[Referring expression data]
★ ★ ★ ★

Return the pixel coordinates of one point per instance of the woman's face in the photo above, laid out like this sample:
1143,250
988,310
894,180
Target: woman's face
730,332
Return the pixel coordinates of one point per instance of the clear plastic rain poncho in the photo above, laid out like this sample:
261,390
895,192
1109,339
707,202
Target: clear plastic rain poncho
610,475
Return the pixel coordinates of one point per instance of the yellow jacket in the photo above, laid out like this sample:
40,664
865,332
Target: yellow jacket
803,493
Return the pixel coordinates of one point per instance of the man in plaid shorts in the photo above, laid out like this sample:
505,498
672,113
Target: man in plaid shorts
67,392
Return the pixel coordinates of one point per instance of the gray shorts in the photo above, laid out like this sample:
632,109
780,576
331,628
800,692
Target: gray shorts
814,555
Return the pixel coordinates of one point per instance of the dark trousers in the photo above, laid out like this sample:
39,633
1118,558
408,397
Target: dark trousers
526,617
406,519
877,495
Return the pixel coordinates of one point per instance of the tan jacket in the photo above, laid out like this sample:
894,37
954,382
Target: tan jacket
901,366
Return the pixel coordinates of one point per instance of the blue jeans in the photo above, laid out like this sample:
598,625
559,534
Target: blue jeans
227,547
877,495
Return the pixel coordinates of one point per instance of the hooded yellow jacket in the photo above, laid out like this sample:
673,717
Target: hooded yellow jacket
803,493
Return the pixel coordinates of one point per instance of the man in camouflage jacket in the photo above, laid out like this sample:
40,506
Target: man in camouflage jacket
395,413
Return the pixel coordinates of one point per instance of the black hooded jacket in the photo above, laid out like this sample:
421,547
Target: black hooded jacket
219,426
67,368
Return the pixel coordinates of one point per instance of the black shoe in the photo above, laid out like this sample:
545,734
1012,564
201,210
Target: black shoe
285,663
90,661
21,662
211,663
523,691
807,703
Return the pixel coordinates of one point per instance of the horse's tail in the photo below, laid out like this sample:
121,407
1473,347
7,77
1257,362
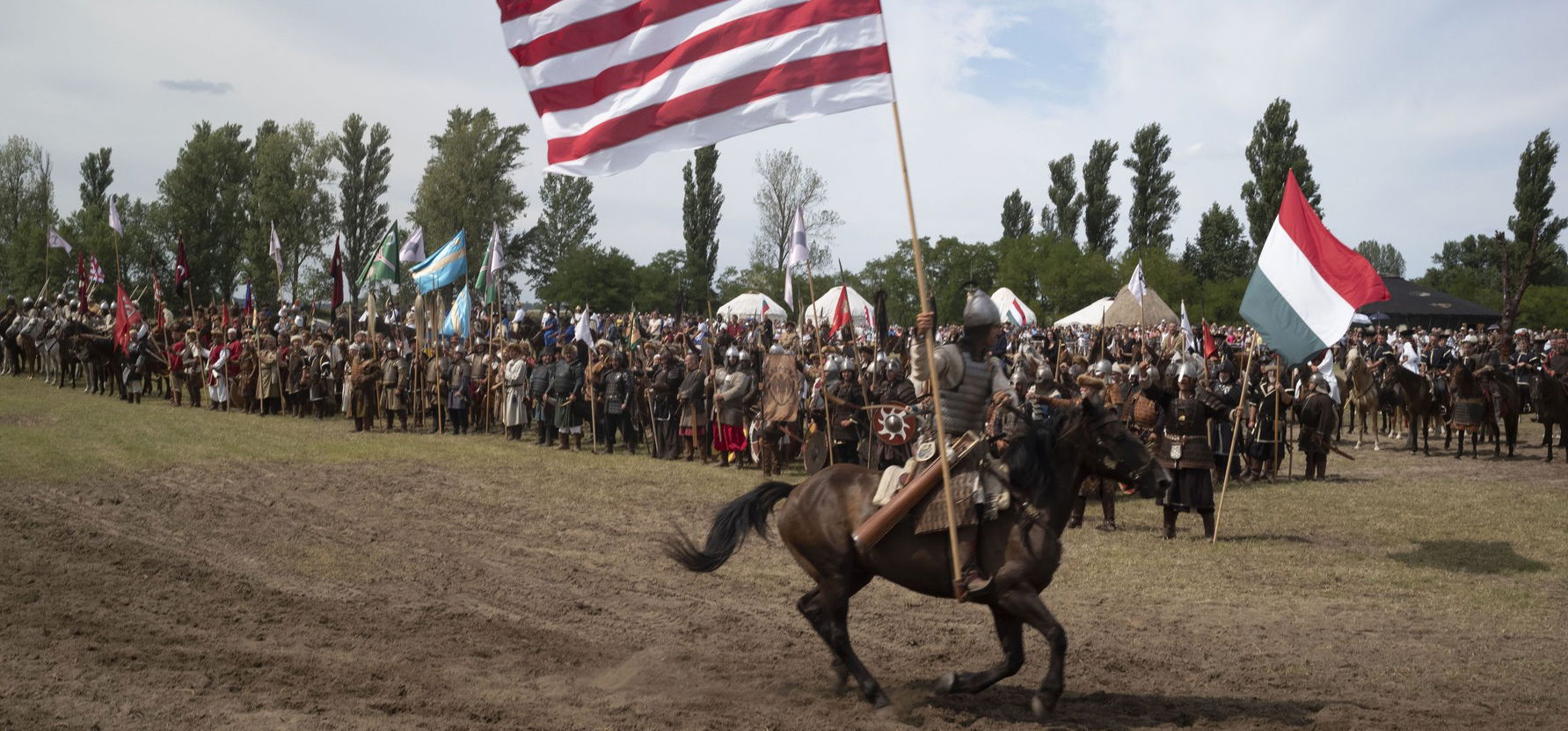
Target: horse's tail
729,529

★ ★ ★ ★

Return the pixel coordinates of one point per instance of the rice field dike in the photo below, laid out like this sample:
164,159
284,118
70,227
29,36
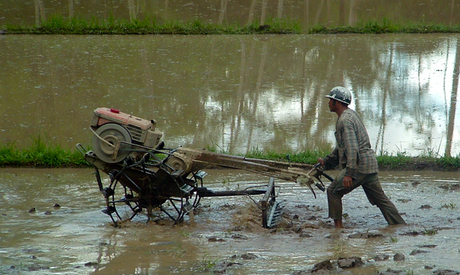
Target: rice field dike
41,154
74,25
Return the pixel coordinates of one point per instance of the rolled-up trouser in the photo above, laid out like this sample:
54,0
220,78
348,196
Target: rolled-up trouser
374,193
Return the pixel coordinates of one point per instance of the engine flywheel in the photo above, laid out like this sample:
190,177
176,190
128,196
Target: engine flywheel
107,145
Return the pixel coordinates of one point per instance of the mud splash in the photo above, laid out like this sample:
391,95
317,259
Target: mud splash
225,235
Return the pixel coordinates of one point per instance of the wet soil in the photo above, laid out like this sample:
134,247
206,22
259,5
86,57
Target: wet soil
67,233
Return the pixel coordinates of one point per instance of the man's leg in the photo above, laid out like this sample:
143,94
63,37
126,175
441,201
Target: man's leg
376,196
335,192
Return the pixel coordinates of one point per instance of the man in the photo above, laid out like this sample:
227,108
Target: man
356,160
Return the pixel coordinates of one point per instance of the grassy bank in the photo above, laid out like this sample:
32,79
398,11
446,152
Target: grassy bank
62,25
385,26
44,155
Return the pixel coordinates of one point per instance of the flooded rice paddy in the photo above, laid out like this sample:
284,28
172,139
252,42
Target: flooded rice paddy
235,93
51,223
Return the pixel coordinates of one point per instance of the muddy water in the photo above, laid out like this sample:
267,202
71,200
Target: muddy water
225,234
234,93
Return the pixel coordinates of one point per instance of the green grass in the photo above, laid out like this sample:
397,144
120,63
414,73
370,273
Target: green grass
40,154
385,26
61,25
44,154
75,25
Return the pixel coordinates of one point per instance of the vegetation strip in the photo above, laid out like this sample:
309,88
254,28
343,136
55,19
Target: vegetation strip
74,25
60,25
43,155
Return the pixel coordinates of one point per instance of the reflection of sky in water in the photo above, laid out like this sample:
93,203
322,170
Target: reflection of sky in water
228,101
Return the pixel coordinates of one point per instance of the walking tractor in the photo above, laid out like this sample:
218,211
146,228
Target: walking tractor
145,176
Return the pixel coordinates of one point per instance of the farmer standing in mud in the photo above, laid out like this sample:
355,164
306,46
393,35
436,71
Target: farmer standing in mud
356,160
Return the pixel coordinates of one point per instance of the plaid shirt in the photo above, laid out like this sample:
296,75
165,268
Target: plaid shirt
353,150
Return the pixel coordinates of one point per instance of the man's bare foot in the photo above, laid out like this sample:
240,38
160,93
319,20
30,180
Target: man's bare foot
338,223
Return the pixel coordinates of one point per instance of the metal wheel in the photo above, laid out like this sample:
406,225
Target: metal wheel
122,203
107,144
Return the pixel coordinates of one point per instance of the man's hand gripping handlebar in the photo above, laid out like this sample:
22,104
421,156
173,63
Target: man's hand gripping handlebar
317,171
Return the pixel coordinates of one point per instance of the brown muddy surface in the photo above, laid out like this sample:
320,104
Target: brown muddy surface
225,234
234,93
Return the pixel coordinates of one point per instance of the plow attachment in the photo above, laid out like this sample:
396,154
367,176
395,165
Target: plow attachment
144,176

★ ★ ★ ★

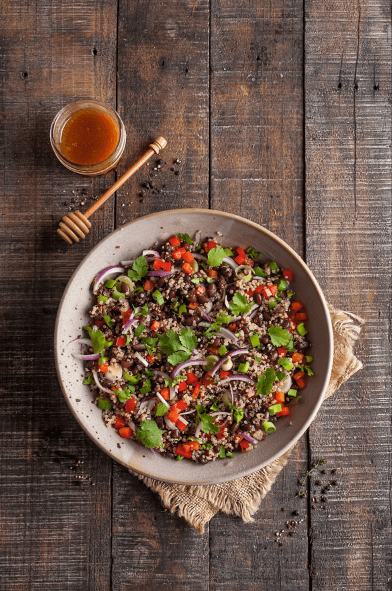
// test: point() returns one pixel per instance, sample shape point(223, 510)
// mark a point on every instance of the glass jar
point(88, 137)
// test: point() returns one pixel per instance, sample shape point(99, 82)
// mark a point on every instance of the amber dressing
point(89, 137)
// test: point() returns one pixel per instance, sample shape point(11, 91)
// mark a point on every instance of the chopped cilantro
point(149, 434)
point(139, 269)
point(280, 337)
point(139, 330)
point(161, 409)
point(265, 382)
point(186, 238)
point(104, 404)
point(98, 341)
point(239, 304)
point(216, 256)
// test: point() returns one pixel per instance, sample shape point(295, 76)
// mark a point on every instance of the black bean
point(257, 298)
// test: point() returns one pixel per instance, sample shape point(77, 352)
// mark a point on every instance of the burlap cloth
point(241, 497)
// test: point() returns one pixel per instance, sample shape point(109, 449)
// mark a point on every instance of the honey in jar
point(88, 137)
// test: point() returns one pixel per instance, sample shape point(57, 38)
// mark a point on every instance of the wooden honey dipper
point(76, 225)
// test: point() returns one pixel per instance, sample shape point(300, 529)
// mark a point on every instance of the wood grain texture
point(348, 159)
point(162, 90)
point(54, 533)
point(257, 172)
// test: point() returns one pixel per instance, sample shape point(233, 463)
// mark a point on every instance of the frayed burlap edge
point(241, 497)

★ ★ ★ ★

▶ [EXERCISE DIRECTIONS]: Every line in the records above that holds "test" counts once; state the total and nothing else.

▶ [ANSWER FOR THE TASK]: 9